Work to complete:
List every app the article below on malware in Google's Play store names as one of the most malicious.

Given text:
>>>
The number of mobile apps infected with malware in Google's Play store nearly quadrupled between 2011 and 2013, a security group has reported.
In 2011, there were approximately 11,000 apps in Google's mobile marketplace that contained malicious software capable of stealing people's data and committing fraud, according to the results of a study published Wednesday by RiskIQ, an online security services company. By 2013, more than 42,000 apps in Google's store contained spyware and information-stealing Trojan programs, researchers said.
Apps designed to personalize people's Android-based phones were most susceptible, as well as entertainment and gaming apps. Some of the most malicious apps in the Google Play store downloaded since 2011 were Wallpaper Dragon Ball, a wallpaper app, and the games Finger Hockey and Subway Surfers Free Tips.
<<<
[Natural-language object grounding data]
>>>
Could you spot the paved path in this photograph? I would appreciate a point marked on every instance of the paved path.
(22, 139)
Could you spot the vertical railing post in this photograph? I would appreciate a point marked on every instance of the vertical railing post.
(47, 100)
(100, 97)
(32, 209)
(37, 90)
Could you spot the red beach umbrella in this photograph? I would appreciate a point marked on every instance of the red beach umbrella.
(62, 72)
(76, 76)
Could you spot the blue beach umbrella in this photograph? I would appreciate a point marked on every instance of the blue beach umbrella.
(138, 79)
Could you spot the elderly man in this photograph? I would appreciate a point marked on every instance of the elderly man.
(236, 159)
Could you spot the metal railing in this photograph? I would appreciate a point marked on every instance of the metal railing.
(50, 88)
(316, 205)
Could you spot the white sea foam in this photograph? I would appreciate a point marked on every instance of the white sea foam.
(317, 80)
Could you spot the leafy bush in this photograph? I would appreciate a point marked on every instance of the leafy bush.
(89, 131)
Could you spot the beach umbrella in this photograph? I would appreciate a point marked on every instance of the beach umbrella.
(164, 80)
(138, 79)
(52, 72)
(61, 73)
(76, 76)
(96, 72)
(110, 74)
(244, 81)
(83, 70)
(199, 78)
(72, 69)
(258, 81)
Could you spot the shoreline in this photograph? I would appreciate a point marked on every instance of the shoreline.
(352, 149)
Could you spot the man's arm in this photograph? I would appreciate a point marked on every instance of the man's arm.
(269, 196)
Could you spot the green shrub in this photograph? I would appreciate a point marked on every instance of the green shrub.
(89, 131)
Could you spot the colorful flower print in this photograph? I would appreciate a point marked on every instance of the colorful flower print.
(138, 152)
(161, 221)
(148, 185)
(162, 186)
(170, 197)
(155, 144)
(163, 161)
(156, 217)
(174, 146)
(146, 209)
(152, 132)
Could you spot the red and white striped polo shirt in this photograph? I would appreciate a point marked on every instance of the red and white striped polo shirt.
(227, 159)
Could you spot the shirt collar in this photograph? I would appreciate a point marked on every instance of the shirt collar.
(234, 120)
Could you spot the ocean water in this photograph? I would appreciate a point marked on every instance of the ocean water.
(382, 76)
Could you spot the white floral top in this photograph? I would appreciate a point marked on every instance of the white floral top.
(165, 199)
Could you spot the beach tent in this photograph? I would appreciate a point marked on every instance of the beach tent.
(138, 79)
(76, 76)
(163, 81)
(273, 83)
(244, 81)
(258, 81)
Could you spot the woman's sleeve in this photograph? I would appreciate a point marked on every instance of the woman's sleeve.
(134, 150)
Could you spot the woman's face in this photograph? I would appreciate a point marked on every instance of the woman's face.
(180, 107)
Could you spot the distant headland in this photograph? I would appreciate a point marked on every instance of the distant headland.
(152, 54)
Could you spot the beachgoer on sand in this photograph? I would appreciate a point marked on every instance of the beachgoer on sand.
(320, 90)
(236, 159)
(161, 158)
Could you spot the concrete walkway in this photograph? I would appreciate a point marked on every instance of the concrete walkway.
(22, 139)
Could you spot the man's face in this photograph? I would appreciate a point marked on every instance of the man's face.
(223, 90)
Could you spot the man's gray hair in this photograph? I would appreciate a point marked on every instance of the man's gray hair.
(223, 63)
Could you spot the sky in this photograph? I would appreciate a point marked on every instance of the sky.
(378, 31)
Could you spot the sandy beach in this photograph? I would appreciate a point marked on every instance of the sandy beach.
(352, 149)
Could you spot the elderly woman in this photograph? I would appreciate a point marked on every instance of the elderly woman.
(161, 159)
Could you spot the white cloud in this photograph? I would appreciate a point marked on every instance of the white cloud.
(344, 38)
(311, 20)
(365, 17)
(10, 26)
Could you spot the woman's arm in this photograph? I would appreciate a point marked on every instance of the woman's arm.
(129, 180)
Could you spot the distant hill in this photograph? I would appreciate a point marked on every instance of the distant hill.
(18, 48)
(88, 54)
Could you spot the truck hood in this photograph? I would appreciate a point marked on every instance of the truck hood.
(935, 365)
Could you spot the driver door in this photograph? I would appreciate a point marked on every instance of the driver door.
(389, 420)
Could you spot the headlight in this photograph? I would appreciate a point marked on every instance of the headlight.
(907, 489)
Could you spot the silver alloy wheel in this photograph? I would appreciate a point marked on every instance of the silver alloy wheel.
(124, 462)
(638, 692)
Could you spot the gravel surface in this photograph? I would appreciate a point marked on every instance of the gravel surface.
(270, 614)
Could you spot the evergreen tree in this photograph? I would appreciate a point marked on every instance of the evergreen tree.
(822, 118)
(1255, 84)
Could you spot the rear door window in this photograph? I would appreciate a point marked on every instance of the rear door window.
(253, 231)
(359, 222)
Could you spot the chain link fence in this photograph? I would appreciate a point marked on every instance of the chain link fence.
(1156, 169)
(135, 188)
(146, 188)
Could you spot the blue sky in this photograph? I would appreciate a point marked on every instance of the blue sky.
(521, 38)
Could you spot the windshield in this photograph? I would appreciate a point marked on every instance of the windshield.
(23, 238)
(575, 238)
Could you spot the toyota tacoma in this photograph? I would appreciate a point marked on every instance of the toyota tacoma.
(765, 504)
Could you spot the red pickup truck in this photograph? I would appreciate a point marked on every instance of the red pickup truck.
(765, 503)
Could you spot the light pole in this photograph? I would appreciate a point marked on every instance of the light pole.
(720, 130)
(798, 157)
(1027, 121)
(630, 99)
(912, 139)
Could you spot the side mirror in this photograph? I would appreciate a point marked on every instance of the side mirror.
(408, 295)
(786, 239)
<<<
Your response:
Wallpaper Dragon Ball, Finger Hockey, Subway Surfers Free Tips